> Consigna de trabajo 1:
Reescribe en forma de lista el párrafo del pasaje sobre la Nigroguardia que empieza con "Ese arranque, sin embargo", conservando sus datos principales.
> Consigna de trabajo 2:
Responde brevemente, a partir del pasaje sobre la Nigroguardia, las siguientes preguntas:
(a) ¿De qué se autoproclama defensora la Nigroguardia?
(b) ¿Qué ofrece el grupo misterioso a cambio de obediencia?
(c) ¿A quién propone eliminar la misión?
> Consigna de trabajo 3:
Reescribe el fragmento del pasaje sobre la Nigroguardia comenzando en "Ese arranque, sin" y terminando en "el poder vampírico.", con "secta" sustituido por "hermandad".

Ese arranque, sin embargo, se corta bruscamente con la aparición de la Nigroguardia: una organización secreta que se autoproclama defensora del equilibrio místico del mundo. Hill juega aquí con una retórica recurrente en los cómics de Blade, el grupo misterioso que ofrece información y poder a cambio de obediencia. Aunque el guionista dota a la secta de cierta ambigüedad moral, lo cierto es que la historia se vuelve más convencional a partir de ese momento. La misión que proponen es clara: eliminar a Pontius Van Helsing, descendiente del legendario linaje cazavampiros, que ha caído en desgracia y ha abrazado la magia oscura y el poder vampírico.

> Material extraído:
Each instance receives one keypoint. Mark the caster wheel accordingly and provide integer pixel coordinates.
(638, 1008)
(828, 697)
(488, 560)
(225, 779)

> Respuesta del ejercicio 1:
- El arranque se corta bruscamente con la aparición de la Nigroguardia.
- La Nigroguardia es una organización secreta que se autoproclama defensora del equilibrio místico del mundo.
- Hill usa una retórica recurrente en los cómics de Blade: un grupo misterioso que ofrece información y poder a cambio de obediencia.
- Aunque la secta tiene cierta ambigüedad moral, desde ese momento la historia se vuelve más convencional.
- La misión es eliminar a Pontius Van Helsing, descendiente del legendario linaje cazavampiros.
- Van Helsing ha caído en desgracia y ha abrazado la magia oscura y el poder vampírico.

> Respuesta del ejercicio 2:
(a) Del equilibrio místico del mundo.
(b) Información y poder.
(c) A Pontius Van Helsing.

> Respuesta del ejercicio 3:
Ese arranque, sin embargo, se corta bruscamente con la aparición de la Nigroguardia: una organización secreta que se autoproclama defensora del equilibrio místico del mundo. Hill juega aquí con una retórica recurrente en los cómics de Blade, el grupo misterioso que ofrece información y poder a cambio de obediencia. Aunque el guionista dota a la hermandad de cierta ambigüedad moral, lo cierto es que la historia se vuelve más convencional a partir de ese momento. La misión que proponen es clara: eliminar a Pontius Van Helsing, descendiente del legendario linaje cazavampiros, que ha caído en desgracia y ha abrazado la magia oscura y el poder vampírico.